DOCUMENT EXTRACT:
Date: Fri, 8 Oct 1999 16:09:02 -0700
Reply-To: David Cassell <cassell@MERCURY.COR.EPA.GOV>
Sender: "SAS(r) Discussion" <SAS-L@LISTSERV.UGA.EDU>
From: David Cassell <cassell@MERCURY.COR.EPA.GOV>
Organization: OAO Corp.
Subject: Re: Replacing Missing values with the Mean
Content-Type: text/plain; charset=us-ascii
JGerstle@SW.UA.EDU wrote:
>
> I haven't had any luck finding a solution to this in the manuals.
> Hopefully someone can help.
>
> Using SAS 6.12 on Win95, I need to run several PROC CORR
> ALPHA on a dataset with several missing values spread throughout
> it. According to the SAS Log, it's recommended to use NOMISS
> when calculating ALPHA. This is fine, except it leaves us with a
> low n. We would like to replace each missing value with the mean
> of that variable. Is there an option within PROC CORR or another
> PROC to do this automatically or will I have to calculate the means
> beforehand and run a data step to replace the missing values. I
> have around 40 odd variables so I'd rather do the former than the
> latter.
It's straightforward to do. One way is via PROC SQL.
Another is to use PROC SUMMARY or PROC MEANS to get the means
in a new dataset and combine the info. But I'm not writing
any code here, because I want to say this:
This is a bad idea in many cases. Please do not impute
data like this unless you can show that this is going to
be valid, and will not drive the results [as appears likely
given your concern about small n].
Try a few plots for yourself. Take a nice dataset you have
already, say n=50, and plot X vs Y. Look at the statistics.
Now replace half the X's with the mean of X, and redo.
You may see an enormous difference. It will fluctuate
depending on the data.
So don't do this if you can possibly avoid it.
David
--
David Cassell, OAO cassell@mail.cor.epa.gov
Senior computing specialist
mathematical statistician

DATA EXTRACT:
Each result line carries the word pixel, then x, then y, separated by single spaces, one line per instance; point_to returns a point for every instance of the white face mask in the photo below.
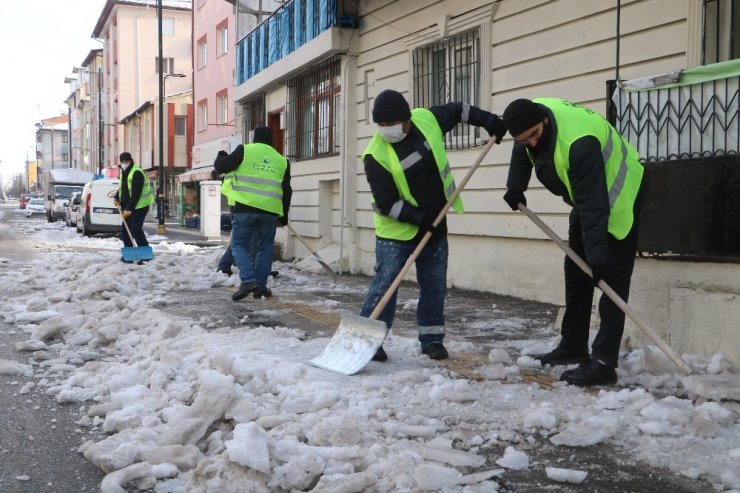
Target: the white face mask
pixel 393 134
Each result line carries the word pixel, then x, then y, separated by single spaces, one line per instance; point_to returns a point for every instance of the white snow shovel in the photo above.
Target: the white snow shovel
pixel 607 290
pixel 358 338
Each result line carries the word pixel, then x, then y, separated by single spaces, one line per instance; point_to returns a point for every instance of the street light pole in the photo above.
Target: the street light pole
pixel 161 229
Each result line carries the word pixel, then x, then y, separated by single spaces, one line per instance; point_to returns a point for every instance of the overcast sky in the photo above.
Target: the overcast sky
pixel 41 42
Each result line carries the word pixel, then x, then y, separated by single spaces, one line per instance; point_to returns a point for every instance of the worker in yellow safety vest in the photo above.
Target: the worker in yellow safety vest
pixel 579 156
pixel 257 186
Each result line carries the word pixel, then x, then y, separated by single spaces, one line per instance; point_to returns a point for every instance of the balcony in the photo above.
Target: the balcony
pixel 685 114
pixel 291 27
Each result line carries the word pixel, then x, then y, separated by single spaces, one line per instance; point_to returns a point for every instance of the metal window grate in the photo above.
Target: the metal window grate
pixel 449 71
pixel 312 111
pixel 720 42
pixel 254 114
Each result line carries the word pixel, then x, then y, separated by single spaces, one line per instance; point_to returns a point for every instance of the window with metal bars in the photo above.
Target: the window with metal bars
pixel 449 71
pixel 720 42
pixel 254 113
pixel 312 111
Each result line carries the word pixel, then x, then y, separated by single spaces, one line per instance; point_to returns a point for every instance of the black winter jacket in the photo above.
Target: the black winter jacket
pixel 422 176
pixel 587 179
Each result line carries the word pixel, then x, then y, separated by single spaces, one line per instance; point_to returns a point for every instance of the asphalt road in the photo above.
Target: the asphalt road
pixel 38 437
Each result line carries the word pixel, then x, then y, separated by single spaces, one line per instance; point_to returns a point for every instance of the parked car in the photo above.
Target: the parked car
pixel 35 206
pixel 70 210
pixel 24 200
pixel 97 213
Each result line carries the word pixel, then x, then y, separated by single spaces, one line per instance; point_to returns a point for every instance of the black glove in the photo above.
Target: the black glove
pixel 514 198
pixel 600 272
pixel 498 129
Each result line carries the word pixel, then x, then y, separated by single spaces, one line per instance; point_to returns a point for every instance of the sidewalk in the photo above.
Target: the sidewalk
pixel 175 232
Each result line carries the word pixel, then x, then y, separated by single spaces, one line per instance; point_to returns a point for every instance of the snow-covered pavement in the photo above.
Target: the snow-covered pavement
pixel 190 401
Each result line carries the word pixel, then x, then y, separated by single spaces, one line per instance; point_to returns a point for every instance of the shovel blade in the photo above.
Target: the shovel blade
pixel 134 254
pixel 353 345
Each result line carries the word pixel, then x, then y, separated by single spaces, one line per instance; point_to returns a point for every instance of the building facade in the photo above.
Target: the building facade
pixel 317 80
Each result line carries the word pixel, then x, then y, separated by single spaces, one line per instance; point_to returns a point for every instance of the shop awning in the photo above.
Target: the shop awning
pixel 195 175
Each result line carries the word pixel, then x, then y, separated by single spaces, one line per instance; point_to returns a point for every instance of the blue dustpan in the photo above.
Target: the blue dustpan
pixel 134 253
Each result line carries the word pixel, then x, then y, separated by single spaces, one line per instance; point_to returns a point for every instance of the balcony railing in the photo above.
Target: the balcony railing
pixel 694 115
pixel 288 28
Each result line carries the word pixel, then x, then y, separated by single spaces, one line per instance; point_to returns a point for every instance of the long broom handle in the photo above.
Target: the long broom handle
pixel 607 290
pixel 425 239
pixel 131 237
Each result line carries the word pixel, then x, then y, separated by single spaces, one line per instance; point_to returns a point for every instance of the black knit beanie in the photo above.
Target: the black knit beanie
pixel 390 106
pixel 523 114
pixel 262 135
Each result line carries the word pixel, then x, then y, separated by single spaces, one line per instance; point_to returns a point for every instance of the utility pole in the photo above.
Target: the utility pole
pixel 100 120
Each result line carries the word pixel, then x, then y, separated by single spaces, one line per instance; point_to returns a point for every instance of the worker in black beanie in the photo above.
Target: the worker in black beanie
pixel 579 156
pixel 409 176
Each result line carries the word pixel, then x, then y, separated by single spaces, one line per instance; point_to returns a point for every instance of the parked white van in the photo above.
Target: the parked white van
pixel 97 212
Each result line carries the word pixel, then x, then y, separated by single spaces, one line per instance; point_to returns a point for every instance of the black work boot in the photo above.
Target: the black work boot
pixel 262 291
pixel 380 355
pixel 592 373
pixel 435 350
pixel 244 290
pixel 559 356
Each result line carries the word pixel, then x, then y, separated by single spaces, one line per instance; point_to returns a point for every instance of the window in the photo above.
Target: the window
pixel 181 126
pixel 720 19
pixel 223 38
pixel 313 105
pixel 449 70
pixel 222 107
pixel 203 115
pixel 168 26
pixel 254 113
pixel 168 65
pixel 202 52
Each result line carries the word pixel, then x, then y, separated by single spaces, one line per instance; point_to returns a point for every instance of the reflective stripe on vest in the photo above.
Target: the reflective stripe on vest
pixel 147 197
pixel 258 181
pixel 389 226
pixel 623 169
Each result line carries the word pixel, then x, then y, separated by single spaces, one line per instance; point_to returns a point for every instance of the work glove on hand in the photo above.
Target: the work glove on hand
pixel 514 198
pixel 497 130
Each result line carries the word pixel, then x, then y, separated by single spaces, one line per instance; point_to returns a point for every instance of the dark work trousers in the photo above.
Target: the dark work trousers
pixel 579 292
pixel 136 225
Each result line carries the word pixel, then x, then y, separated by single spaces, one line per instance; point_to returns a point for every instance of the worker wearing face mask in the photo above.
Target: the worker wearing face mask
pixel 410 179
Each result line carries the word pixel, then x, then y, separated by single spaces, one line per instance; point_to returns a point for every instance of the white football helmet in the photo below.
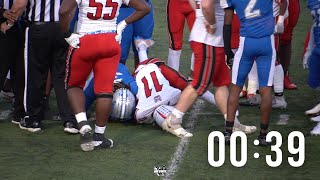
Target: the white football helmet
pixel 123 105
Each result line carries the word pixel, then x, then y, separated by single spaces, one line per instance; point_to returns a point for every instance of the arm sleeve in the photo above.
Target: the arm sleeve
pixel 174 77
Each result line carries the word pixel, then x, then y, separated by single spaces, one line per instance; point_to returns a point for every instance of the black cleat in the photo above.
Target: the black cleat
pixel 101 142
pixel 31 126
pixel 262 141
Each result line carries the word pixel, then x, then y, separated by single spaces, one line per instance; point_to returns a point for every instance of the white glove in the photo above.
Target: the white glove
pixel 120 28
pixel 279 28
pixel 74 40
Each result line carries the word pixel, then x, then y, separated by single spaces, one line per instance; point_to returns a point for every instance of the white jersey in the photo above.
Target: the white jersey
pixel 276 9
pixel 199 33
pixel 153 88
pixel 98 15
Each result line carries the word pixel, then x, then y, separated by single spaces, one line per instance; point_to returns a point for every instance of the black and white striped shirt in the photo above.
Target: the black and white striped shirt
pixel 43 10
pixel 6 4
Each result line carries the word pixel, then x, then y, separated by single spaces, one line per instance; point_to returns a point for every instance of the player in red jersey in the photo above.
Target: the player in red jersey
pixel 95 47
pixel 285 41
pixel 178 11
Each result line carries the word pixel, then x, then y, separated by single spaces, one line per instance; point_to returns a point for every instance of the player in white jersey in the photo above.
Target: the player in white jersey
pixel 95 47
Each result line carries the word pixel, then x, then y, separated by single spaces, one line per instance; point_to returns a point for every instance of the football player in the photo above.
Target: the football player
pixel 96 25
pixel 256 44
pixel 313 59
pixel 280 12
pixel 207 44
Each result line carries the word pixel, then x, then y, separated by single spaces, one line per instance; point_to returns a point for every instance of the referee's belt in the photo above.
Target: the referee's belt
pixel 102 32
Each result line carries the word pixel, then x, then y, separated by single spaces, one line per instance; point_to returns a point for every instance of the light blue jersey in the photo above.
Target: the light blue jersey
pixel 256 16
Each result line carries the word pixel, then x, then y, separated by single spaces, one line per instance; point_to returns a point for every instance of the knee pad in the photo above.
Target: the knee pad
pixel 161 113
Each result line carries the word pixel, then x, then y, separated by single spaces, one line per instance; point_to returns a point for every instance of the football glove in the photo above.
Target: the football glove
pixel 74 40
pixel 120 28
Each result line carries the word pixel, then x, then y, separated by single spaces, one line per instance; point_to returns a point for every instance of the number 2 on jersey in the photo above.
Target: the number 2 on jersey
pixel 249 12
pixel 99 6
pixel 156 84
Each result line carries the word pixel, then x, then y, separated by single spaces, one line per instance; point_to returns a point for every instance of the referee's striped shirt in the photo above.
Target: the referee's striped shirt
pixel 6 4
pixel 43 10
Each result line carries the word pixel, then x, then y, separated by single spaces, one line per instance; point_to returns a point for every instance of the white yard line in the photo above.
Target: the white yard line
pixel 177 157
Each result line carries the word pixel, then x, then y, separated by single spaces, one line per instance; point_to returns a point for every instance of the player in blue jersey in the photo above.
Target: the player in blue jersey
pixel 256 43
pixel 142 28
pixel 122 76
pixel 314 62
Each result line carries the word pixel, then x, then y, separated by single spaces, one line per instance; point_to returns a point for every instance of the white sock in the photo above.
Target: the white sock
pixel 178 115
pixel 209 97
pixel 278 79
pixel 174 59
pixel 142 52
pixel 81 117
pixel 99 130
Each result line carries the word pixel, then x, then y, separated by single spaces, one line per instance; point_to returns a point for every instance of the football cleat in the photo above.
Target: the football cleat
pixel 288 83
pixel 101 142
pixel 279 102
pixel 262 141
pixel 251 101
pixel 138 41
pixel 314 110
pixel 244 128
pixel 315 119
pixel 86 142
pixel 316 130
pixel 175 129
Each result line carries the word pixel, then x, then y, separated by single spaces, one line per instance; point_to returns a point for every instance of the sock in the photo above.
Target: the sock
pixel 178 115
pixel 81 117
pixel 209 97
pixel 174 59
pixel 99 130
pixel 142 52
pixel 278 79
pixel 229 127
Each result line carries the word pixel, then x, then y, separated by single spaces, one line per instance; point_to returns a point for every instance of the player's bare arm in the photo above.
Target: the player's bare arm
pixel 208 10
pixel 227 36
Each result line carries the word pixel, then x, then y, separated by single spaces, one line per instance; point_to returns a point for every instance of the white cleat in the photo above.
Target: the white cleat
pixel 279 102
pixel 138 41
pixel 314 110
pixel 175 129
pixel 316 130
pixel 315 119
pixel 244 128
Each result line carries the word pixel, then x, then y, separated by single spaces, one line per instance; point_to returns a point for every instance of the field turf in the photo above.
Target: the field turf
pixel 52 154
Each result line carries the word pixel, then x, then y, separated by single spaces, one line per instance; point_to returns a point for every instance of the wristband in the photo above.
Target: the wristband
pixel 280 19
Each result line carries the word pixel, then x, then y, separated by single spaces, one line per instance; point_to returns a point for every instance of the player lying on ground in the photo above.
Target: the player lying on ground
pixel 95 47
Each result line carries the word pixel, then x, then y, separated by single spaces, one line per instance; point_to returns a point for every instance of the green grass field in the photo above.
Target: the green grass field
pixel 52 154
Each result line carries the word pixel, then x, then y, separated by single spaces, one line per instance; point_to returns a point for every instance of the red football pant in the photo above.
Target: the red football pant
pixel 209 66
pixel 177 12
pixel 290 22
pixel 100 52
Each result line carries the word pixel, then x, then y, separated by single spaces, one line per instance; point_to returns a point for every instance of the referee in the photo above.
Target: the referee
pixel 11 56
pixel 45 48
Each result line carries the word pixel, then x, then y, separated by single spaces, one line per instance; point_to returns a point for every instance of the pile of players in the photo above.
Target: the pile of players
pixel 255 41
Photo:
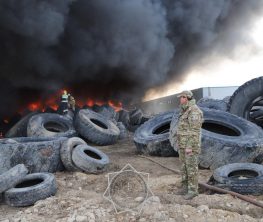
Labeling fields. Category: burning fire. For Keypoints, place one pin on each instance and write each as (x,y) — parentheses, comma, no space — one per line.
(54,101)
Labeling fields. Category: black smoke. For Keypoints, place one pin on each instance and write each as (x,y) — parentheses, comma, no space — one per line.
(115,49)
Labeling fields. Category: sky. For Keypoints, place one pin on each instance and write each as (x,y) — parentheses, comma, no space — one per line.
(223,71)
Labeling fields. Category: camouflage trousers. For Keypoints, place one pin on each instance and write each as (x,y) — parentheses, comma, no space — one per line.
(189,170)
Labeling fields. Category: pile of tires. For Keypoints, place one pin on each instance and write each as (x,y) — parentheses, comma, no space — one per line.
(152,138)
(226,138)
(247,101)
(20,189)
(244,178)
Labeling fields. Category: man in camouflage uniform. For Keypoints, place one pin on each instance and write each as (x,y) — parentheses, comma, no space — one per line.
(185,136)
(71,102)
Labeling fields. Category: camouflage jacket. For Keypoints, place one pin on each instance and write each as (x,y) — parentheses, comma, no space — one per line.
(185,129)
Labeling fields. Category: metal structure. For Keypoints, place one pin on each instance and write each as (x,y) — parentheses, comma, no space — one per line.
(171,102)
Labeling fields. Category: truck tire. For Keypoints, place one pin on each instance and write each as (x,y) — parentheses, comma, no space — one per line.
(135,117)
(20,128)
(96,128)
(33,187)
(124,117)
(37,154)
(11,177)
(90,159)
(66,152)
(227,138)
(248,99)
(244,178)
(123,130)
(152,137)
(50,125)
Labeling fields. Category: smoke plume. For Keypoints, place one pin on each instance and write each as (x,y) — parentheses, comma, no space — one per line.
(113,49)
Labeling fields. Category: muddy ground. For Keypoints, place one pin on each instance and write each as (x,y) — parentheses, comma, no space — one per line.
(80,196)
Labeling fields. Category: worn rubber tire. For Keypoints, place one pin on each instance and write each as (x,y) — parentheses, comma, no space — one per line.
(28,195)
(245,97)
(123,130)
(124,117)
(212,104)
(50,125)
(106,110)
(153,136)
(227,138)
(226,175)
(96,128)
(38,154)
(136,116)
(20,128)
(11,177)
(66,152)
(90,159)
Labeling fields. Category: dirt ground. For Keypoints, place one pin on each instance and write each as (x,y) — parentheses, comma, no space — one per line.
(80,196)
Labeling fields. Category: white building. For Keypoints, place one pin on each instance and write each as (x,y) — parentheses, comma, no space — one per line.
(171,102)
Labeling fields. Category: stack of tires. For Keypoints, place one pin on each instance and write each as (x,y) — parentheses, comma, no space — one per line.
(226,138)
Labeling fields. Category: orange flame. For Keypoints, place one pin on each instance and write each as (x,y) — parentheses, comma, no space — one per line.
(53,102)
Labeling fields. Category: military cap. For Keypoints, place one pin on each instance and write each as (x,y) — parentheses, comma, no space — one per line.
(186,93)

GIVEN TASK 1: In the forum reply, which two procedures does the reply name as an alternative to PROC SQL for getting the means into a new dataset?
GIVEN TASK 2: Copy everything in the forum reply from "Date: Fri, 8" down to "someone can help.", changing "manuals" to "documentation".

WRITTEN REPLY 1: PROC SUMMARY or PROC MEANS

WRITTEN REPLY 2:
Date: Fri, 8 Oct 1999 16:09:02 -0700
Reply-To: David Cassell <cassell@MERCURY.COR.EPA.GOV>
Sender: "SAS(r) Discussion" <SAS-L@LISTSERV.UGA.EDU>
From: David Cassell <cassell@MERCURY.COR.EPA.GOV>
Organization: OAO Corp.
Subject: Re: Replacing Missing values with the Mean
Content-Type: text/plain; charset=us-ascii
JGerstle@SW.UA.EDU wrote:
>
> I haven't had any luck finding a solution to this in the documentation.
> Hopefully someone can help.